### WORK REQUIRED
Return all of the records below word for word, leaving out the pictures.

Saved entries
=-=-=-=-=

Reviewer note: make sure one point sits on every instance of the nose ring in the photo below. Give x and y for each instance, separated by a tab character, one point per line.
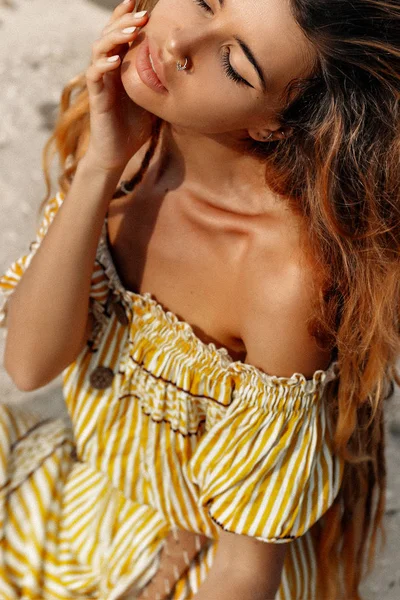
180	67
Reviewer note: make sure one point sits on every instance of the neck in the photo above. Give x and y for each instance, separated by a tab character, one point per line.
213	167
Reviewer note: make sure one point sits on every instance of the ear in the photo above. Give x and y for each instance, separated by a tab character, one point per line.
266	135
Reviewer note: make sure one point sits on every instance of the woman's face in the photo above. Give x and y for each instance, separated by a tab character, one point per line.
217	36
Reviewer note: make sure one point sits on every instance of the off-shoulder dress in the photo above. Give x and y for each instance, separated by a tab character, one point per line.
172	441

=-=-=-=-=

### CORRECT ANSWER
Reviewer note: make sure one point sits on every instance of the nose ring in the photo below. Give x and y for each instance, separated by a tab character, one point per line.
180	67
Reviewer note: make sure one point sits on every instance of the neck in the photo above. Give x and y for each instance, separated by a tab character, one point per line.
213	167
Reviewer note: make sure one point sits on every instance of the ear in the photo above. Give x and y for each instance, separated by a tab character, one point per line.
266	135
Reviewer note: make sure one point sits on every instance of the woman's face in the photo above. Give x and y for each instance, separated by a tab character, one point per line.
217	36
Reviewer note: make sure one point sits on every instance of the off-shoulder dress in the photo above. Give x and y for each instance, separated by a tab character, one point per line.
172	441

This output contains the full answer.